__ABOUT THIS TASK__. An exact copy of the listing below is required.

-- -- --

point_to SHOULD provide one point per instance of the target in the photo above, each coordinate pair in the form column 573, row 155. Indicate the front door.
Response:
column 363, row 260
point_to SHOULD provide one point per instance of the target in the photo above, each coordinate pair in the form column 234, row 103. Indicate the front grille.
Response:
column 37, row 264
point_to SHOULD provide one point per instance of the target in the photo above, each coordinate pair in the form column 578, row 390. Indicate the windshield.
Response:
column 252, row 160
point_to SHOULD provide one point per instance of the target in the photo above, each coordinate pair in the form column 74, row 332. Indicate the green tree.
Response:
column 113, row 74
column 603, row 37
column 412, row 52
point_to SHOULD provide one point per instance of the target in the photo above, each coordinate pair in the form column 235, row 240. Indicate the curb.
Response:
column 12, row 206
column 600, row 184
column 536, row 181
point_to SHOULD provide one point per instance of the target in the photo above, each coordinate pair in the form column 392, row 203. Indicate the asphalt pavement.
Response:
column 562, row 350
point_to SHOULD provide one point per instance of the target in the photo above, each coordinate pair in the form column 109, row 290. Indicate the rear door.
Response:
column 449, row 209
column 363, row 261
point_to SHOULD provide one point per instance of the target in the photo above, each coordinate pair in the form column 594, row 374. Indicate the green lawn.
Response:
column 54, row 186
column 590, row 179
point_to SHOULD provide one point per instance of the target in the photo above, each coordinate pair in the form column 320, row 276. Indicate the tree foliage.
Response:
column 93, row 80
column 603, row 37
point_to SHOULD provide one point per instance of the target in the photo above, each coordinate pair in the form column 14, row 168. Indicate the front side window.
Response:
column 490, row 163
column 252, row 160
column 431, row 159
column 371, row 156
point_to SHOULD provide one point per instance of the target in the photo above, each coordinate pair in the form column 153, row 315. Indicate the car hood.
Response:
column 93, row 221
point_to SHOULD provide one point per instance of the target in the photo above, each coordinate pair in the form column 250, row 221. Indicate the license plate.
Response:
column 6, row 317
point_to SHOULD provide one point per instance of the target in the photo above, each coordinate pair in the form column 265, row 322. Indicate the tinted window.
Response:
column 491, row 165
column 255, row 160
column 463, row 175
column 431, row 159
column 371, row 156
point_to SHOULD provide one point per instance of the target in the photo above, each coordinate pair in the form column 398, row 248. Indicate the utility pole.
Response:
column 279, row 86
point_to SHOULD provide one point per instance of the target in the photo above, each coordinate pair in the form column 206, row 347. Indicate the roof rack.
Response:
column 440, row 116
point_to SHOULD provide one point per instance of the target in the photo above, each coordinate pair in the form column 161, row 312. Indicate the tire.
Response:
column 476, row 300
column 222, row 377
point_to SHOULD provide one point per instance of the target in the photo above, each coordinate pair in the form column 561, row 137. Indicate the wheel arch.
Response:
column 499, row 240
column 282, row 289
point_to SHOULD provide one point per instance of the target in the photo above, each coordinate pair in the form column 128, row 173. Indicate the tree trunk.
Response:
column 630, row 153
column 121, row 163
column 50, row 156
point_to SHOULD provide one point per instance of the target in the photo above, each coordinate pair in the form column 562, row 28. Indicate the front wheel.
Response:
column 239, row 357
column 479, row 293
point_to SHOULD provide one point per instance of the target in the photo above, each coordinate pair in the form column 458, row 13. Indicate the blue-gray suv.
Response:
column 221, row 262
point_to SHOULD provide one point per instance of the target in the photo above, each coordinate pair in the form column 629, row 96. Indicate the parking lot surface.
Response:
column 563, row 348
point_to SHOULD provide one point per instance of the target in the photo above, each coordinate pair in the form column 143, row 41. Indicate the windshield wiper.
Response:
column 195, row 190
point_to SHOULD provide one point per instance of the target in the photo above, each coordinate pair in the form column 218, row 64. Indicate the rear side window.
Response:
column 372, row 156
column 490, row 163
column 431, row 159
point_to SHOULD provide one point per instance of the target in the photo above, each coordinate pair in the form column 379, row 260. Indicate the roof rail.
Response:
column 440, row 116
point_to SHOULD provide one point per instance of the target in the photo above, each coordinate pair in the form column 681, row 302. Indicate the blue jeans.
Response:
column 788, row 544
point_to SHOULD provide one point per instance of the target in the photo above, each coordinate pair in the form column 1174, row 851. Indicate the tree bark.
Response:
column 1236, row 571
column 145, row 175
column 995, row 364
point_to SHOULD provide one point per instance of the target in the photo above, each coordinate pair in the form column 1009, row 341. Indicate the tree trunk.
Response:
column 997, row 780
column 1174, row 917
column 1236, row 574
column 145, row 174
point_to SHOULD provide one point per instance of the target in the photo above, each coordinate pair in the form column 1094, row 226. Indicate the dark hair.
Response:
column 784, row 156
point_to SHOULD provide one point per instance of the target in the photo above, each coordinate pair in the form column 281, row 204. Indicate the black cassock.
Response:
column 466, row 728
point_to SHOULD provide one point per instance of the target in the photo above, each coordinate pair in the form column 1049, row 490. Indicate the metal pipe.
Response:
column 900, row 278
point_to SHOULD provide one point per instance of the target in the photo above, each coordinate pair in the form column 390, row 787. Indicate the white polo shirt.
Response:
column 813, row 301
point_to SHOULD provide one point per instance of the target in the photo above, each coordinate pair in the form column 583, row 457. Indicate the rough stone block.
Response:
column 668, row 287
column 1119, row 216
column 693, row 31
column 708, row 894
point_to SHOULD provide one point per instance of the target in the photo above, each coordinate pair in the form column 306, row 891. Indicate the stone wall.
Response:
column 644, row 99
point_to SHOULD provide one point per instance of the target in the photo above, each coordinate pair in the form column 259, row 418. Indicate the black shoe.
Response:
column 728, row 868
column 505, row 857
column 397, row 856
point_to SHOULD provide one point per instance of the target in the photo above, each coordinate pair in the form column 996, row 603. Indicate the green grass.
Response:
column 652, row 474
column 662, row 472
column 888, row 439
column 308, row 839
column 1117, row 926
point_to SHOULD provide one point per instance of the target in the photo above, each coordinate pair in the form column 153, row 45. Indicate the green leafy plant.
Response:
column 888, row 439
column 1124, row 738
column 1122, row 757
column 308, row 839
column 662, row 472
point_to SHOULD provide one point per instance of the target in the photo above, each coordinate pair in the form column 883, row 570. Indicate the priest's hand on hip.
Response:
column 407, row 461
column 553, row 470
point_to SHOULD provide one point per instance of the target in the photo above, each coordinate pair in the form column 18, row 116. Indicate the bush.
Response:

-- -- --

__ANSWER TO THE EXERCISE__.
point_to SHOULD provide one point per instance of the target in the photo above, each coordinate pair in the form column 573, row 155. Indicate the front door.
Response:
column 363, row 260
point_to SHOULD provide one point per instance of the target in the photo above, each coordinate pair in the form column 234, row 103. Indicate the front grille.
Response:
column 37, row 264
point_to SHOULD provide one point per instance of the target in the photo above, each coordinate pair in the form column 578, row 390. Indicate the windshield.
Response:
column 252, row 160
point_to SHOULD provide one point per instance of the target in the photo above, each coordinate pair in the form column 74, row 332. Indicate the green tree.
Response:
column 113, row 74
column 603, row 37
column 412, row 52
point_to SHOULD provide one point per instance of the target in the photo above, each coordinate pair in the form column 235, row 240. Indicate the curb.
Response:
column 12, row 206
column 600, row 184
column 536, row 181
point_to SHOULD provide one point per instance of the target in the photo above, each coordinate pair in the form column 392, row 203. Indicate the asphalt pavement.
Response:
column 562, row 350
point_to SHOULD provide one point per instance of the target in the photo above, each coordinate pair in the form column 109, row 290. Indicate the rear door.
Response:
column 449, row 209
column 363, row 261
point_to SHOULD provide one point per instance of the target in the photo above, each coordinate pair in the form column 594, row 374. Indicate the green lawn.
Response:
column 54, row 186
column 590, row 179
point_to SHOULD provide one point per instance of the target in the photo above, each coordinate pair in the form column 320, row 276. Indicate the tree foliage.
Response:
column 93, row 80
column 603, row 37
point_to SHOULD provide one point per instance of the target in the photo above, each coordinate pair in the form column 14, row 168. Indicate the front side window.
Response:
column 490, row 163
column 252, row 160
column 431, row 159
column 371, row 156
point_to SHOULD provide one point per instance of the target in the photo above, each coordinate pair in the form column 153, row 315. Indicate the car hood.
Response:
column 93, row 221
point_to SHOULD provide one point per instance of the target in the photo above, each coordinate pair in the form column 250, row 221. Indicate the license plate.
Response:
column 6, row 317
point_to SHOULD provide one point per instance of the target in the photo above, each coordinate pair in the form column 265, row 322. Indicate the tinted window.
Response:
column 491, row 165
column 255, row 160
column 463, row 175
column 431, row 159
column 371, row 156
point_to SHOULD provide one point per instance of the target in the photo above, each coordinate pair in the form column 398, row 248. Indicate the utility pole.
Response:
column 279, row 86
point_to SHOULD provide one point per instance of the target in the photo above, each coordinate pair in the form column 206, row 347. Indicate the roof rack.
Response:
column 440, row 116
point_to SHOULD provide one point per instance of the target in the photo above, each coordinate pair in the form column 161, row 312. Indicate the tire.
Response:
column 476, row 300
column 222, row 377
point_to SHOULD provide one point per instance of the target in the photo above, each coordinate pair in the form column 561, row 137. Indicate the wheel arch.
Response:
column 499, row 240
column 282, row 289
point_to SHOULD provide one point per instance of the target in the photo above, each coordinate pair in the form column 128, row 173. Indicate the tree trunk.
Response:
column 630, row 153
column 121, row 163
column 50, row 156
point_to SHOULD provide one point per instance of the target in the photo above, each coordinate pair in the form column 562, row 28. Indicate the front wheel.
Response:
column 239, row 357
column 479, row 293
point_to SHOULD provide one point per instance of the target in the photo above, each coordinate pair in the form column 458, row 13. Indicate the blue-gray suv.
Response:
column 221, row 262
point_to SHOULD provide one point per instance of the target in the photo above, each coordinate pair in the form column 629, row 96. Indicate the parking lot surface.
Response:
column 563, row 348
point_to SHOULD provide one point per instance of the target in the photo above, each coordinate pair in the form column 143, row 41. Indicate the windshield wiper.
Response:
column 195, row 190
point_to SHOULD provide one point per instance of the target in the photo above, each coordinate pair in the form column 218, row 64. Indicate the rear side window.
Response:
column 372, row 156
column 490, row 163
column 431, row 159
point_to SHOULD provide one point per instance of the target in the photo above, each coordinate pair in the form column 379, row 260. Indicate the roof rail.
Response:
column 440, row 116
point_to SHOULD provide one point per instance of the target in the photo above, each coordinate pair in the form column 681, row 302. Indicate the blue jeans.
Response:
column 788, row 544
point_to SHOULD provide one point per instance of the target in the photo above, each coordinate pair in the form column 1174, row 851. Indicate the tree bark.
Response:
column 1236, row 571
column 145, row 175
column 995, row 364
point_to SHOULD provide one point per instance of the target in the photo above, each coordinate pair in the form column 1009, row 341. Indicate the tree trunk.
Response:
column 997, row 780
column 1174, row 917
column 1236, row 574
column 145, row 174
point_to SHOULD provide one point per instance of the target in the photo above, each coordinate pair in the form column 1094, row 226. Indicate the dark hair.
Response:
column 784, row 156
point_to SHOULD provide one point per instance of the target in the photo above, each coordinate pair in the form column 281, row 204. Indicate the black cassock.
Response:
column 466, row 728
point_to SHOULD provide one point per instance of the target in the photo above, each coordinate pair in the form column 1049, row 490. Indicate the metal pipe.
Response:
column 900, row 278
point_to SHOULD provide one point per instance of the target in the photo above, each coordinate pair in the form column 390, row 787. Indicate the white polo shirt.
Response:
column 813, row 301
point_to SHOULD provide one point per instance of the target in the photo above, each coordinate pair in the form column 583, row 457. Indicate the rough stone block.
Response:
column 668, row 287
column 1119, row 216
column 693, row 31
column 708, row 894
point_to SHOULD provide one point per instance of the target in the photo above, each coordinate pair in the form column 306, row 891. Indicate the stone wall.
Response:
column 644, row 99
point_to SHOULD provide one point per instance of the target in the photo above, each coordinate pair in the form column 259, row 418. Indicate the black shoe.
Response:
column 728, row 868
column 505, row 857
column 397, row 856
point_to SHOULD provide one point per instance of the target in the photo above, each coordinate pair in the form column 996, row 603. Indicate the green grass.
Response:
column 652, row 474
column 662, row 472
column 888, row 439
column 308, row 839
column 1117, row 926
point_to SHOULD provide one point per instance of the target in the photo above, each coordinate pair in the form column 153, row 45. Indicate the green leafy plant.
Response:
column 888, row 439
column 1124, row 738
column 1122, row 757
column 308, row 839
column 662, row 472
point_to SHOULD provide one point per instance of the target in the photo above, each coordinate pair in the form column 883, row 570. Indicate the priest's hand on hip.
Response:
column 407, row 461
column 553, row 470
point_to SHOULD provide one point per instance of the target in the photo above, each coordinate pair in the form column 18, row 116. Indicate the bush.
Response:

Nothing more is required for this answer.